[Saved entries]
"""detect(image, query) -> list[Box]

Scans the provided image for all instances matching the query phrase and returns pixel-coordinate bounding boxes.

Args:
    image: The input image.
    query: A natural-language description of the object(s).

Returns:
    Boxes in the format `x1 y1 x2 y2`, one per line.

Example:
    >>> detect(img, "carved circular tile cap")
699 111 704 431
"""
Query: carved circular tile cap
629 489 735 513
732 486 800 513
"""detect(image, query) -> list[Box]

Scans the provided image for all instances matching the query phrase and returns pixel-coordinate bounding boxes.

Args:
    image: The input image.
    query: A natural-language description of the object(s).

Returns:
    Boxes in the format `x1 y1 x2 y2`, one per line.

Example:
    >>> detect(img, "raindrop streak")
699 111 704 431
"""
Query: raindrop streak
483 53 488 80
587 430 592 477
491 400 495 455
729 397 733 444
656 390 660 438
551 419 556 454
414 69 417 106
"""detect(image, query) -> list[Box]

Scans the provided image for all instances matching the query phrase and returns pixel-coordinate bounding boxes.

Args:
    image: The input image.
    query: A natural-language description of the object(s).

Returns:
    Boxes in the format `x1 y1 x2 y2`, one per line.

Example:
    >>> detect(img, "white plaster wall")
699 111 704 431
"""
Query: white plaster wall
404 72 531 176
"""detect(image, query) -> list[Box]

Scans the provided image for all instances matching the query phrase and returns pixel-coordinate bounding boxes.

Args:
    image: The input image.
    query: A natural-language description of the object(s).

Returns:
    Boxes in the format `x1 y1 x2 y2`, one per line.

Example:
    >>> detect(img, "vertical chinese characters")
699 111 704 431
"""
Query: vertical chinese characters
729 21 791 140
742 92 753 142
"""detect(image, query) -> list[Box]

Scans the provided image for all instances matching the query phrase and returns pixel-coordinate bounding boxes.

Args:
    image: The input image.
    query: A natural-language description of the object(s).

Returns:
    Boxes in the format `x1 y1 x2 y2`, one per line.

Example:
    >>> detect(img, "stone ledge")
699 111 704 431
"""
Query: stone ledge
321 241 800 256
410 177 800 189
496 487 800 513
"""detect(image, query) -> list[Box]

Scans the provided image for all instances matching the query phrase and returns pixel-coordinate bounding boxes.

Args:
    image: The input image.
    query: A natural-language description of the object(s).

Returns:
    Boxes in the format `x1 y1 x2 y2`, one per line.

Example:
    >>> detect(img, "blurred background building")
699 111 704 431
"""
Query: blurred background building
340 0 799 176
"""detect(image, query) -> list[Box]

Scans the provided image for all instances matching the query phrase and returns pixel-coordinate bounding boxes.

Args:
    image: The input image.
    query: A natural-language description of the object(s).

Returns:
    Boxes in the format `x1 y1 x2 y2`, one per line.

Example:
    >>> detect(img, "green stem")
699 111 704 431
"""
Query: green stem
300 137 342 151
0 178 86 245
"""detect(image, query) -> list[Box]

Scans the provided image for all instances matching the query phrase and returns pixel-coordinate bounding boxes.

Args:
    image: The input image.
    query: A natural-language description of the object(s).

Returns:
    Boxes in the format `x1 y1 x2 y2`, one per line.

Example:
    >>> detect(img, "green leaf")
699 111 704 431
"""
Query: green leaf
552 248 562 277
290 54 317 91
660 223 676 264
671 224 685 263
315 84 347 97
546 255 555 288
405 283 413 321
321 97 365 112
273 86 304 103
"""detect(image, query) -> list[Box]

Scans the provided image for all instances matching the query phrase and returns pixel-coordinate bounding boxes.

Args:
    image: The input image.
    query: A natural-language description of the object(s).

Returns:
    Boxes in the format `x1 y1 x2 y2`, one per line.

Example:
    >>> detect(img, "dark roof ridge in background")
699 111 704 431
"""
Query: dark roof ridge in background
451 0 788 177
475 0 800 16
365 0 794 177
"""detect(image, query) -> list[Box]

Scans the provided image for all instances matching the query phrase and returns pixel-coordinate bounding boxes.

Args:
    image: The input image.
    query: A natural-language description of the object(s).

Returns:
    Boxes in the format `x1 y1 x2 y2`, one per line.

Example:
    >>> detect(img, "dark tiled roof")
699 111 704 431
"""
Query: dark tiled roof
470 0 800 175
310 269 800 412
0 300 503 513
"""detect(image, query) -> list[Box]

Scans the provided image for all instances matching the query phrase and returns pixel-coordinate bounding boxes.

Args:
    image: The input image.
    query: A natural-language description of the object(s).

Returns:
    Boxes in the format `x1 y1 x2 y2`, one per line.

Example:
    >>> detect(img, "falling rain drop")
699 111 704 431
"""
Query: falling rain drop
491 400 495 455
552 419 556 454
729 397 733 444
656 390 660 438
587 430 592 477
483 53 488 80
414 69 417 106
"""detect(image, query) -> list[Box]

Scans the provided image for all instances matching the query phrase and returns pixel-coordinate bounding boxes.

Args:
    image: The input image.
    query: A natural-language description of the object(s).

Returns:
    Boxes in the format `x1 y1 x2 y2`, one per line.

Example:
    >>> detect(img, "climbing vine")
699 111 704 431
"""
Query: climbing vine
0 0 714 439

— AIM OF THE EXERCISE —
In full and word for word, set down the records shown above.

— EXERCISE RESULT —
"""detect(image, query) -> list[Box]

Scans the provided image for all instances matching the query phrase and returns pixel-coordinate bounding boxes.

Args:
    image: The input image.
    query: A natural-language description of the object(s).

Returns:
    Boxes in the format `x1 y1 x2 y2`, one per line.

Example:
    >>> detect(img, "carved circular tile cap")
699 111 704 431
"""
Query: carved circular tile cap
629 489 735 513
732 486 800 513
"""detect(image, query) -> list[Box]

Scans the provided image for all instances matching the query phrase and returns pixel-coordinate bounding boxes.

Args:
    image: The input image.
    query: A natural-language description of the object(s).

Returns:
    Boxes in the format `x1 y1 x2 y2`, one per line.

Example:
    >>> detect(img, "raindrop streak")
699 111 704 431
"""
Query: raindrop streak
483 53 488 80
587 430 592 477
491 400 495 455
729 397 733 444
656 390 660 438
551 419 556 454
414 69 417 106
"""detect(image, query) -> list[Box]

Scans the provided image for all instances matching the query phrase and returns pixel-coordinate bounding boxes.

Args:
    image: The input image.
    query: A natural-language description of the object(s).

Returns:
    Boxes in the format `x1 y1 x2 y2`, one per line.

Example:
    >>> detect(img, "white plaster wall")
699 111 704 431
"""
Query: white plaster wall
404 72 531 176
"""detect(image, query) -> list[Box]

Scans the provided image for all instances matching the query phrase and returns pixel-coordinate bounding boxes.

Args:
    image: The input image.
    query: A natural-language description of the object(s).

Returns:
    Boxes in the format `x1 y1 x2 y2`, one per line.

Example:
    >>> detect(img, "vertical chinese characters")
699 111 704 431
"""
Query: vertical chinese characters
729 21 791 140
742 92 753 142
"""detect(image, query) -> list[Box]

Scans the provided image for all instances matching the query phrase and returns pixel-coordinate bounding boxes.

Args:
    image: The input image.
    query: A natural-language description of the object(s).

Returns:
    Boxes in the format `x1 y1 x2 y2`, one per line.

Example:
    >>> detect(img, "stone ledge")
699 111 704 431
"""
Query: stone ledge
321 241 800 256
410 177 800 189
496 487 800 513
"""detect(image, query) -> list[Box]

Scans the provided image for all instances matching the query phrase and returns pixel-coordinate bounding boxes.

Args:
    image: The input image.
    query: A natural-language description of the object(s).

Returns:
    Boxes in the format `x1 y1 x2 y2`, one per line.

Example:
    >>> detect(img, "blurred background building")
699 111 704 431
"""
Query: blurred background building
340 0 799 176
"""detect(image, query) -> list[Box]

Scans the provided image for all instances matching the query phrase and returns pixel-coordinate bounding boxes.

Args:
    image: The input image.
    query: A natural-language description of the object(s).

Returns:
    Boxes in the format `x1 y1 x2 y2`, one per line.

Example:
    >>> detect(img, "green stem")
699 111 704 431
"""
Query: green stem
300 137 342 151
0 178 86 245
"""detect(image, query) -> list[Box]

Scans the provided image for all instances matching the query phrase and returns pixel-coordinate bounding boxes.

Args:
    image: The input image.
    query: A natural-language description of the object(s).

Returns:
    Boxes in the format `x1 y1 x2 y2`, one per line.

Example:
    >>> detect(img, "green leaf")
699 111 704 431
"""
Query: green leaf
552 248 562 277
290 54 317 91
660 223 676 264
671 224 685 263
315 84 347 97
546 255 555 288
405 283 413 321
321 97 365 112
273 86 304 103
"""detect(image, query) -> list[Box]

Scans the provided image for all instances matching the query phrase and returns pixel-coordinate bounding boxes.

Args:
    image: The input image.
    query: A natural-language description of the object(s).

Returns:
    Boxes in the format `x1 y1 x2 y2`, one per line.

Example:
    >>> detect(img, "dark roof ridge in background")
699 111 704 431
"""
Query: dark roof ridge in background
451 0 788 177
475 0 800 16
365 0 794 177
"""detect(image, query) -> list[Box]

Scans the provided image for all instances matching the query phrase and returns pixel-coordinate bounding boxes.

Args:
    image: The input image.
    query: A natural-language description of the object(s).

Returns:
    Boxes in the format `x1 y1 x2 y2`, one per line.

Example:
    >>> detect(img, "dark tiled roof")
699 111 704 431
"""
Query: dark tiled roof
470 0 800 175
310 269 800 412
0 300 503 513
"""detect(image, query) -> list[Box]

Scans the provided image for all instances matching the query phrase and returns pixel-coordinate bounding boxes.

Args:
    image: The input image.
    query: A natural-language description of the object(s).

Returns:
    Boxes in the format `x1 y1 x2 y2`, one per line.

Example:
    >>> detect(img, "falling rain drop")
699 111 704 431
"""
Query: falling rain drop
491 400 495 455
552 419 556 454
729 397 733 444
656 390 660 438
587 430 592 477
483 53 488 80
414 69 417 106
"""detect(image, query) -> list[Box]

Scans the provided image for all instances matching the query phrase and returns pixel-coordinate bounding boxes.

Args:
    image: The input image.
    query: A natural-language description of the object(s).

Returns:
    Boxes in the format `x1 y1 x2 y2`, one per line.

Example:
    >>> detect(img, "climbing vine")
699 111 704 431
"""
Query: climbing vine
0 0 714 439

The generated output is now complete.